▶ _Cosa si chiede_:
a) Riassumi in un elenco puntato il paragrafo del testo sulla maratona elettorale che inizia con "Inizieranno per primi a chiudere le urne", conservandone i dati principali.
b) Cita alla lettera il brano del testo sulla maratona elettorale da "Dagli orari esatti" a "discussa di sempre.".

▶ _Testo_:
★ ★ ★ ★ ★
Dagli orari esatti dello spoglio, al ruolo chiave delle minoranze e dell’elettorato femminile, fino allo stato decisivo per capire chi sarà a vincere le elezioni, ecco 5 cose da tenere d’occhio nella maratona elettorale

di Ottavia Spaggiari

Quando inizieremo ad avere i primi risultati definitivi? E quale sarà il ruolo dell’elettorato femminile e delle minoranze? Abbiamo raccolto in 5 punti le informazioni chiave da sapere per prepararci alla maratona elettorale che coronerà la campagna presidenziale più discussa di sempre.

1. La tabella di marcia

Inizieranno per primi a chiudere le urne Indiana e Kentucky alle 18.00, ora locale (la nostra mezzanotte), ma entro le 20.00 (le nostre 2 di notte), avranno votato abbastanza stati per arrivare a determinare almeno la metà dei 538 grandi elettori, 106 dei quali saranno eletti negli stati in bilico, ovvero quelli in cui non vi è una chiara affiliazione a nessuno dei due partiti. La metà dei 106 grandi elettori saranno eletti negli stati in cui le urne chiuderanno entro le 19.30 ora della costa est, quindi le nostre 1.30 di notte, mentre circa il 90% dei 106 voti ai grandi elettori verranno assegnati nelle zone in cui si finisce di votare alle 21.00, le nostre 3.00 di notte, ciò significa che per quell’ora si potrebbe avere un quadro abbastanza chiaro della situazione. Secondo i calcoli del New York Times, se sarà Hillary Clinton a vincere, si potrebbe capire già intorno alle nostre 3.00 di notte, se riuscirà effettivamente ad avere la meglio in tutti gli stati in cui ci si aspetta che vincerà e tutti i 6 stati in bilico che finiscono di votare entro quell’ora: Arizona, Florida, Georgia, New Hampshire, North Carolina and Ohio. Per sapere se invece sarà Trump a vincere, bisognerà aspettare le 22.00 (ora della costa est), le nostre 4.00 del mattino, sarà allora che si riuscirà a capire se sarà riuscito a portarsi a casa i nove stati in bilico, ammesso che riesca anche a vincere in Alaska, che chiuderà i seggi alle nostre 7.00 del mattino.
★ ★ ★ ★ ★
▶ _Dati grezzi_:
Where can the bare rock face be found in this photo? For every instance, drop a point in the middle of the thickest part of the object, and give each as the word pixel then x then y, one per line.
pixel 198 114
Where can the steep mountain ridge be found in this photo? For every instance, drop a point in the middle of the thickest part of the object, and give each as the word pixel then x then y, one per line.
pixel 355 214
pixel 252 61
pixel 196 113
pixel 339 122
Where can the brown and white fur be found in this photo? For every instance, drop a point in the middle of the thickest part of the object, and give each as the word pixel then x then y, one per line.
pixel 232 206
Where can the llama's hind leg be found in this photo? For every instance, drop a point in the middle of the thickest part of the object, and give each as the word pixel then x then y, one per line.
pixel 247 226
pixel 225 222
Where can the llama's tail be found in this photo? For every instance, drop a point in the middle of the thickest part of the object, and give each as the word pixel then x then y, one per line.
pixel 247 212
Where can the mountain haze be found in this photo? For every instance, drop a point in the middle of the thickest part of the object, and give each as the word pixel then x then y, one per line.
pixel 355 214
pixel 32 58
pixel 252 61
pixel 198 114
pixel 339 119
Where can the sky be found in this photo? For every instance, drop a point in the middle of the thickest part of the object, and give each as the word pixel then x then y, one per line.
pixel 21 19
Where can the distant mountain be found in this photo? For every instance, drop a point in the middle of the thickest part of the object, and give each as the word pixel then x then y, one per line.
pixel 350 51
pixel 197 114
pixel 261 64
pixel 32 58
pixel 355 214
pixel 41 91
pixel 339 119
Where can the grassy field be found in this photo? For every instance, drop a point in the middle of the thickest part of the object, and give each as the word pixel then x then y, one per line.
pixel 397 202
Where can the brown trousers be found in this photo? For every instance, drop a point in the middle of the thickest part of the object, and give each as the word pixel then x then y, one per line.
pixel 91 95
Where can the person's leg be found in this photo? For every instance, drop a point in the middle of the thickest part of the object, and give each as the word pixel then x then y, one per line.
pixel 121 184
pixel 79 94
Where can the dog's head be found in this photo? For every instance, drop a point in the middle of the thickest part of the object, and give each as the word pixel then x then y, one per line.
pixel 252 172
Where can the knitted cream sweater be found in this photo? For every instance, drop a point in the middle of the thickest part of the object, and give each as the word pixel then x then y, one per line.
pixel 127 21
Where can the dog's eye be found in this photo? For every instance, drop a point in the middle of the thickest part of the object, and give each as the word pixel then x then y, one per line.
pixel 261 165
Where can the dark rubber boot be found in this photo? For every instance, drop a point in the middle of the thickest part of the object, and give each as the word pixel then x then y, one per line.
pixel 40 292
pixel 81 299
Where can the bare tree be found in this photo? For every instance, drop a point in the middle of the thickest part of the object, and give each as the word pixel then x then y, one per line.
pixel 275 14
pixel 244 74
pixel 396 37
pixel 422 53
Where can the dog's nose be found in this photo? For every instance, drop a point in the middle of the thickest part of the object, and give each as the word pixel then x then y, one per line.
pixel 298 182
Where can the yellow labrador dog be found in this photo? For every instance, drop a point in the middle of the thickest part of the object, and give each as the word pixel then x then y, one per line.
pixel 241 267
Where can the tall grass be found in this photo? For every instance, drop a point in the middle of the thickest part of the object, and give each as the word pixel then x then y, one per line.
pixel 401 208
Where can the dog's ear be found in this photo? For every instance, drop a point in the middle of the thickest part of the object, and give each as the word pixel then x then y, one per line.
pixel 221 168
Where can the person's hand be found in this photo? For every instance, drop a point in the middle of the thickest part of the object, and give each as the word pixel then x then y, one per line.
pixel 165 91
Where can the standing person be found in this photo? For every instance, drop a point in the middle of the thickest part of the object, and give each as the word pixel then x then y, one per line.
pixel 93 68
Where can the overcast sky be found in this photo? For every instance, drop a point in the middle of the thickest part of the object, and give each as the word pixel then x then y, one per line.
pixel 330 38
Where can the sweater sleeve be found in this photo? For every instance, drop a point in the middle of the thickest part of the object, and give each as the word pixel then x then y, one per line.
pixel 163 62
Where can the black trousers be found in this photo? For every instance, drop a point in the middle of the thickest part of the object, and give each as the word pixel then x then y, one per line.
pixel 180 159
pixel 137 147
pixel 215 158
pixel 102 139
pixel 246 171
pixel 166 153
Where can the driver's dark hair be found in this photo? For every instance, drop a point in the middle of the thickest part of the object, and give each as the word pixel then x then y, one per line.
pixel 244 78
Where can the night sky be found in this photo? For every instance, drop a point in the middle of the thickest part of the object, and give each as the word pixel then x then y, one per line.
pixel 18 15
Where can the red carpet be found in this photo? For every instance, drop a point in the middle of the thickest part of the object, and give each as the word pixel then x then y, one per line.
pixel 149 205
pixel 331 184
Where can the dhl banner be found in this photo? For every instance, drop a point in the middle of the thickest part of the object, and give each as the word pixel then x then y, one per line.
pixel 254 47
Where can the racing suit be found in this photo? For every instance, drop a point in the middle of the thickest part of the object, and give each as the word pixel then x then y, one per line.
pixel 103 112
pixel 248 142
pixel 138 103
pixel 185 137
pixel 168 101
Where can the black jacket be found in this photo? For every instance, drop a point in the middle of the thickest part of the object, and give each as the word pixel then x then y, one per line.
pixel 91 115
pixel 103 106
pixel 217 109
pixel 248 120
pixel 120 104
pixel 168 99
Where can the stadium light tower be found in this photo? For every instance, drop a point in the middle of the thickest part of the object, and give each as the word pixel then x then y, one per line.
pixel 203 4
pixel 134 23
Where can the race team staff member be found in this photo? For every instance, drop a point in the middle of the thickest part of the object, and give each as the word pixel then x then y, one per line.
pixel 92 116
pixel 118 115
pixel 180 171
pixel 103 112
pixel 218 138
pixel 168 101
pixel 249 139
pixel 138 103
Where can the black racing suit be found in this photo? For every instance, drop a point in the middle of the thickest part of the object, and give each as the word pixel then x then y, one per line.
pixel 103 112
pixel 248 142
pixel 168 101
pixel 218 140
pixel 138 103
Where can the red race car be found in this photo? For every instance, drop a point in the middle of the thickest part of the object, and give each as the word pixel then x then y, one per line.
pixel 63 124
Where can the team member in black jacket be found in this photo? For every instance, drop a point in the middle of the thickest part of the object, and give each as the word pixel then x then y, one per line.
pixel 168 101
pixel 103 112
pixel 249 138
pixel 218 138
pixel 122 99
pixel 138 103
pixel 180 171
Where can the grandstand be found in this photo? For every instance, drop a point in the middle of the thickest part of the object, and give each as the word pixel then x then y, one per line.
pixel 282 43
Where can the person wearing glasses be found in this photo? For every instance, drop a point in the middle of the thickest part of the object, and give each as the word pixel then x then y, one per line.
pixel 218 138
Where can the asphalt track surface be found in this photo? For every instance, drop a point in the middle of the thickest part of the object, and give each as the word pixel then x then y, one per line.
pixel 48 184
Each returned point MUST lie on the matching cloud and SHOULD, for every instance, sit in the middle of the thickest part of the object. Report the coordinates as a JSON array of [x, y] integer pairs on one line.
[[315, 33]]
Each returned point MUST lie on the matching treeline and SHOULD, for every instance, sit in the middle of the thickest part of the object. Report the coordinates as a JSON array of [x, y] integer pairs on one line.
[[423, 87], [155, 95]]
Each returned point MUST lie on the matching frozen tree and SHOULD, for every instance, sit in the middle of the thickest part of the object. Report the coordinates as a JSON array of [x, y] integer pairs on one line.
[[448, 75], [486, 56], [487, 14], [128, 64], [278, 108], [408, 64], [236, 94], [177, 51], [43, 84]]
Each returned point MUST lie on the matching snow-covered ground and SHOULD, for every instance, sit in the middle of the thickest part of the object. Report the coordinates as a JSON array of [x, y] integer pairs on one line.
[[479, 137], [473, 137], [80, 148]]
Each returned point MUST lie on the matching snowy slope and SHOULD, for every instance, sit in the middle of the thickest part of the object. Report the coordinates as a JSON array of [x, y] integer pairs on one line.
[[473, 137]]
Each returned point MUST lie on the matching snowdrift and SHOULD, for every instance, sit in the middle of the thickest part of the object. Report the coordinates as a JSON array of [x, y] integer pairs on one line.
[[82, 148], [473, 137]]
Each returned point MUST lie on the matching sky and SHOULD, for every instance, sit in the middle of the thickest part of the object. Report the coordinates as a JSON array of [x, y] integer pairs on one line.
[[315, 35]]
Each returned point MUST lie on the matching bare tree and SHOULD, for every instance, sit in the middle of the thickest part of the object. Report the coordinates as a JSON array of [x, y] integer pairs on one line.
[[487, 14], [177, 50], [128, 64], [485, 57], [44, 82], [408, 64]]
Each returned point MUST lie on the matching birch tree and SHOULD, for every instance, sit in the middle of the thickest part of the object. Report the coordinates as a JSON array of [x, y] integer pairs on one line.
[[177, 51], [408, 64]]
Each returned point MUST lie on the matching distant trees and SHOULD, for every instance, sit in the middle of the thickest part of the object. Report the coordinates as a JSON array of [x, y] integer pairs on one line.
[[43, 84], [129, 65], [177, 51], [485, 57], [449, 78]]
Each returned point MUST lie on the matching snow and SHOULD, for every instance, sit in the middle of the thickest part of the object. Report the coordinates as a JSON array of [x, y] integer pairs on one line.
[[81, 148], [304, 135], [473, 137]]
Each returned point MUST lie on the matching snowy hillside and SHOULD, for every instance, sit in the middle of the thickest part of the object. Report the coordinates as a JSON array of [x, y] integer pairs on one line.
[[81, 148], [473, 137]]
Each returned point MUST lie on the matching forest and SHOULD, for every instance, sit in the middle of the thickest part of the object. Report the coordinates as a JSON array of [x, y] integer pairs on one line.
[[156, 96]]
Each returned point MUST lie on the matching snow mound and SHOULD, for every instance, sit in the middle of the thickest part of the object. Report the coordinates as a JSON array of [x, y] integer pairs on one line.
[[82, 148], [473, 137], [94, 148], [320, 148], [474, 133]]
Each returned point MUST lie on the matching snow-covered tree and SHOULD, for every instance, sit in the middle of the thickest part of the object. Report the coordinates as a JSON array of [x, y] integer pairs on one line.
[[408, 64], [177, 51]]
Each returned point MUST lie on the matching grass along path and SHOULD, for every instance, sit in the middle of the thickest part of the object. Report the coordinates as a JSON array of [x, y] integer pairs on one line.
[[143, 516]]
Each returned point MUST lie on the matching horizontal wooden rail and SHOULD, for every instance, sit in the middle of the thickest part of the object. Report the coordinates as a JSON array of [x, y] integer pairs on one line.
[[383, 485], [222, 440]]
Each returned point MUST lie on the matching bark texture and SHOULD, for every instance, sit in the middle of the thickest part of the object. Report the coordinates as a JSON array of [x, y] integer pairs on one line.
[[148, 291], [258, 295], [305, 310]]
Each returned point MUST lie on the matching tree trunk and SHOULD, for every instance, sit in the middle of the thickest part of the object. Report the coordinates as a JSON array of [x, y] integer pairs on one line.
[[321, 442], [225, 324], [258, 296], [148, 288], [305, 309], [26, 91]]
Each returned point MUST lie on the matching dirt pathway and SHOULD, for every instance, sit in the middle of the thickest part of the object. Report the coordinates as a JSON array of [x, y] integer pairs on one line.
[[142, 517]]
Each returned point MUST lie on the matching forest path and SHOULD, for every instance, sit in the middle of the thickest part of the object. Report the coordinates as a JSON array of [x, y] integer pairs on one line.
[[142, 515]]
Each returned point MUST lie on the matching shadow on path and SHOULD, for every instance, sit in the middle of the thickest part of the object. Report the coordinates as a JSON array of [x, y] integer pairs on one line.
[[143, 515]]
★ ★ ★ ★ ★
▶ _Le risposte_:
a)
- Indiana e Kentucky sono i primi a chiudere le urne, alle 18.00 ora locale (la nostra mezzanotte).
- Entro le 20.00 (le nostre 2 di notte) avranno votato abbastanza stati da determinare almeno la metà dei 538 grandi elettori. Di questi, 106 saranno eletti negli stati in bilico, quelli senza una chiara affiliazione a nessuno dei due partiti.
- La metà dei 106 sarà eletta negli stati che chiudono entro le 19.30 della costa est (le nostre 1.30). Circa il 90% sarà assegnato nelle zone che chiudono alle 21.00 (le nostre 3.00), quando il quadro potrebbe essere abbastanza chiaro.
- Secondo i calcoli del New York Times, un'eventuale vittoria di Hillary Clinton si potrebbe capire già verso le nostre 3.00. Questo vale se vincerà in tutti gli stati previsti e nei 6 stati in bilico che chiudono entro quell'ora: Arizona, Florida, Georgia, New Hampshire, North Carolina e Ohio.
- Per una vittoria di Trump bisognerà attendere le 22.00 della costa est (le nostre 4.00). Solo allora si capirà se avrà conquistato i nove stati in bilico, ammesso che vinca anche in Alaska, dove i seggi chiudono alle nostre 7.00.

b)
Dagli orari esatti dello spoglio, al ruolo chiave delle minoranze e dell’elettorato femminile, fino allo stato decisivo per capire chi sarà a vincere le elezioni, ecco 5 cose da tenere d’occhio nella maratona elettorale

di Ottavia Spaggiari

Quando inizieremo ad avere i primi risultati definitivi? E quale sarà il ruolo dell’elettorato femminile e delle minoranze? Abbiamo raccolto in 5 punti le informazioni chiave da sapere per prepararci alla maratona elettorale che coronerà la campagna presidenziale più discussa di sempre.